§ **Short exercise**
Reproduce the data verbatim, starting at the line that contains "Target: <item>house</item>" and ending at the line that contains "[[[12,111],[2,110],[0,111],[0,119],[12,121],[15,117],[15,113]]]", with both of those lines included. Omit the picture from your copy.

+-------+

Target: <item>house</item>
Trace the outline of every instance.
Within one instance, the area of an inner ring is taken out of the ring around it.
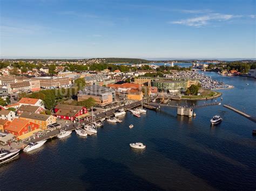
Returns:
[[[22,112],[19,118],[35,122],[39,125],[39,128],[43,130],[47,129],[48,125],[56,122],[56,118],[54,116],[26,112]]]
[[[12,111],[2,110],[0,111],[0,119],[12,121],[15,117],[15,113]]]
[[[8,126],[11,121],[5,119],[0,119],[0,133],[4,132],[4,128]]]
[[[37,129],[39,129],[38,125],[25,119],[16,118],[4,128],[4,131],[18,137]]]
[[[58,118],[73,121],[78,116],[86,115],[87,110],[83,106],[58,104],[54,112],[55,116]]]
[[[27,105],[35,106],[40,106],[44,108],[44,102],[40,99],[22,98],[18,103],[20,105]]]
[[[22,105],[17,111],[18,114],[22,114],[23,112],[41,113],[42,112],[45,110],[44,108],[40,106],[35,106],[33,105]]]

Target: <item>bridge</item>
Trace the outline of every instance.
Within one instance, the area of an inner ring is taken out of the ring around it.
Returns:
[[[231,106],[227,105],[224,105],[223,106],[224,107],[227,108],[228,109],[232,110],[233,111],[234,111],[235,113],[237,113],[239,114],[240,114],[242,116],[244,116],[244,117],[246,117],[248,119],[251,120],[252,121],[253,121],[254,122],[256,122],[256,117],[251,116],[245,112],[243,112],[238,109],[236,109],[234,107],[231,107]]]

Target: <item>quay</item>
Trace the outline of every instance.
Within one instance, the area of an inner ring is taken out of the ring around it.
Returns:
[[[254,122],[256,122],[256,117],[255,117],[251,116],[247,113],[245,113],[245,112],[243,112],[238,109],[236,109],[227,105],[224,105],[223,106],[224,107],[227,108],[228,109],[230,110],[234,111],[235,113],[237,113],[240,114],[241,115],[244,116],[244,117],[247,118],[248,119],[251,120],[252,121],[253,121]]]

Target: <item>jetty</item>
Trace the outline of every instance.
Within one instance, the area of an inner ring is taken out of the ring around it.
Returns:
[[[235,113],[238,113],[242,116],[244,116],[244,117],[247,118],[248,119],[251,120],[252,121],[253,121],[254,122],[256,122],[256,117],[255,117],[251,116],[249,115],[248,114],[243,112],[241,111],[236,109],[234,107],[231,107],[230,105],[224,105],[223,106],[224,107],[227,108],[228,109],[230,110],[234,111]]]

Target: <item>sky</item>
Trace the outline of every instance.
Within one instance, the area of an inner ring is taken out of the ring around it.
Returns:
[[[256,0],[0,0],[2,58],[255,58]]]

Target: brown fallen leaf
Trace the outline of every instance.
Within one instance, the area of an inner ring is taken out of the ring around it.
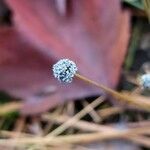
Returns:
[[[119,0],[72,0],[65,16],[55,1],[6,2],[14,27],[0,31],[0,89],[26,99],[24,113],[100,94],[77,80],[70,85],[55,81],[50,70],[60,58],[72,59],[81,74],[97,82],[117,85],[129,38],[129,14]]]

+-------+

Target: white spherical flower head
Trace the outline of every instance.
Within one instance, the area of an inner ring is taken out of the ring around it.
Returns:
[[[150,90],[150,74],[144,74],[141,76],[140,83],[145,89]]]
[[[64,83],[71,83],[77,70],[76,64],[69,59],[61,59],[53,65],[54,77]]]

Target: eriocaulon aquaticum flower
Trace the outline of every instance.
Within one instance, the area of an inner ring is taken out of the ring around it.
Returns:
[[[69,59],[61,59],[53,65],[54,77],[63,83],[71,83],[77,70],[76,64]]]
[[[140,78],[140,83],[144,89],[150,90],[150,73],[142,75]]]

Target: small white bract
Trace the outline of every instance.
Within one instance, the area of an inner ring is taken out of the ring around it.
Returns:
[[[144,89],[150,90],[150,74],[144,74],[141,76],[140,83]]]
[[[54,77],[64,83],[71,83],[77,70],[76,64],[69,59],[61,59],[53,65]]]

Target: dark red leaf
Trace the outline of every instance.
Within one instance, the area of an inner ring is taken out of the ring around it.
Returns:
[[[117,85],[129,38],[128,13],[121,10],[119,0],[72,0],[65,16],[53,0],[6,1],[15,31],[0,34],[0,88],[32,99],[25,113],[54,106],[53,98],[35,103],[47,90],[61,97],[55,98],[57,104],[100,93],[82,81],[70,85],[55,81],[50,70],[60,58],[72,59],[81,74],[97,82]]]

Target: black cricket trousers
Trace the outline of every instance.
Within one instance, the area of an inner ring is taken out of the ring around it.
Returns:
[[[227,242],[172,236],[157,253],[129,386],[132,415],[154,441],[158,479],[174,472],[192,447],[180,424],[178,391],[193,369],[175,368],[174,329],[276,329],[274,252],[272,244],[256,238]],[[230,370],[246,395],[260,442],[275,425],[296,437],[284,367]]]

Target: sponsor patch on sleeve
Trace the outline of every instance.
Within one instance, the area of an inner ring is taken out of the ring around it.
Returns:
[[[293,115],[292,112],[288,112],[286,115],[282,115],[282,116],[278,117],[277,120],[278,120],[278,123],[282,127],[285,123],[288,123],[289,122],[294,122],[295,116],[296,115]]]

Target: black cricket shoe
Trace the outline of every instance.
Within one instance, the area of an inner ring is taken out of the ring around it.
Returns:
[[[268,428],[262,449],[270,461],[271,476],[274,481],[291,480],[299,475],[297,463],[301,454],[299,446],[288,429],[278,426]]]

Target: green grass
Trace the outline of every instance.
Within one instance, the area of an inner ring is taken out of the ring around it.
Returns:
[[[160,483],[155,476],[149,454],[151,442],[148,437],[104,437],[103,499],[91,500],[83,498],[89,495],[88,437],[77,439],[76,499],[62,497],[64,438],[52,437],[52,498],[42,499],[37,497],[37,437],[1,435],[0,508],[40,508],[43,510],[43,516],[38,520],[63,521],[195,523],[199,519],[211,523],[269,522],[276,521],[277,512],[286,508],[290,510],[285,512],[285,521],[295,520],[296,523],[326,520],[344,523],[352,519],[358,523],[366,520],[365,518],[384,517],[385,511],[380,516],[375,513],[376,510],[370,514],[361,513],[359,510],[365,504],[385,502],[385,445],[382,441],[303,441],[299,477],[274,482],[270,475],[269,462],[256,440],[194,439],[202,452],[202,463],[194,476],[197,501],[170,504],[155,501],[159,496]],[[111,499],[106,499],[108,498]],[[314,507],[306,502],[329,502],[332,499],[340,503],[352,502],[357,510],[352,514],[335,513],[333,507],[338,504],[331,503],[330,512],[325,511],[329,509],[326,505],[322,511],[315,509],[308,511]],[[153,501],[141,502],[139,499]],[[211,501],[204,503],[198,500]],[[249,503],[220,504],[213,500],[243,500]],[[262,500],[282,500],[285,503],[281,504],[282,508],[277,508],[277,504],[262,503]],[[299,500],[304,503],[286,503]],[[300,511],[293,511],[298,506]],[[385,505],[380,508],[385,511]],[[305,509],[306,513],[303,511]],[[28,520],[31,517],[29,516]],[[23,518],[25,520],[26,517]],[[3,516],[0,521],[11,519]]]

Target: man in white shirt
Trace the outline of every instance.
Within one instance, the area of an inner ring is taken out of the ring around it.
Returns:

+-------+

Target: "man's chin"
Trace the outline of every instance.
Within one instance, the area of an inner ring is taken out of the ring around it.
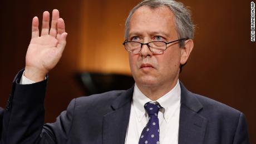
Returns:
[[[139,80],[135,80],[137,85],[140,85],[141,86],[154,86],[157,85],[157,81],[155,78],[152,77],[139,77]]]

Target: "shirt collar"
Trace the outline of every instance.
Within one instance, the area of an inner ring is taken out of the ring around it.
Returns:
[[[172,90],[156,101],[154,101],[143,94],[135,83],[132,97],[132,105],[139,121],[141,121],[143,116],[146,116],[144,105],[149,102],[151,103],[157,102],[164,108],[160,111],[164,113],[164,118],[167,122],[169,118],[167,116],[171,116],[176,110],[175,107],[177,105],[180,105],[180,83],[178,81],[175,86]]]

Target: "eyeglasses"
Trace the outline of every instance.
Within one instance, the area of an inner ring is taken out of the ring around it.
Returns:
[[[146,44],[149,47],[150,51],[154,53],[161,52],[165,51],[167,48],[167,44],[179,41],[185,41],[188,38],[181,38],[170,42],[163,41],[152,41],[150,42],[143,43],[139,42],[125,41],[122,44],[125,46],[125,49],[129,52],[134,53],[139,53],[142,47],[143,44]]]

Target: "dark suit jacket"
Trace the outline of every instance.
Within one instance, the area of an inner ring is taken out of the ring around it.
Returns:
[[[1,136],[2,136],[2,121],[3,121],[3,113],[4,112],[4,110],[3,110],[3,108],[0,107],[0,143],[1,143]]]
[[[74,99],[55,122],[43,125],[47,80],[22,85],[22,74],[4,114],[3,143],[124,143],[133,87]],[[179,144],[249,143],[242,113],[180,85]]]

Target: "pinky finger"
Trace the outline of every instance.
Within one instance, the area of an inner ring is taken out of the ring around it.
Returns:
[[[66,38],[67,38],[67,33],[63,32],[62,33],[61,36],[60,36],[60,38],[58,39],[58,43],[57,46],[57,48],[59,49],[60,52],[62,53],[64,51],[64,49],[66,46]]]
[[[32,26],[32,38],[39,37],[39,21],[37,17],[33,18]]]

+-------+

§ **Expected output**
Target: <item>house</item>
Trace the outline of every instance.
Within one instance, the area of an inner ring is taken out of the ring around it.
Returns:
[[[22,112],[19,118],[35,122],[39,125],[39,128],[43,130],[47,129],[48,125],[56,122],[56,118],[54,116],[26,112]]]
[[[12,111],[2,110],[0,111],[0,119],[12,121],[15,117],[15,113]]]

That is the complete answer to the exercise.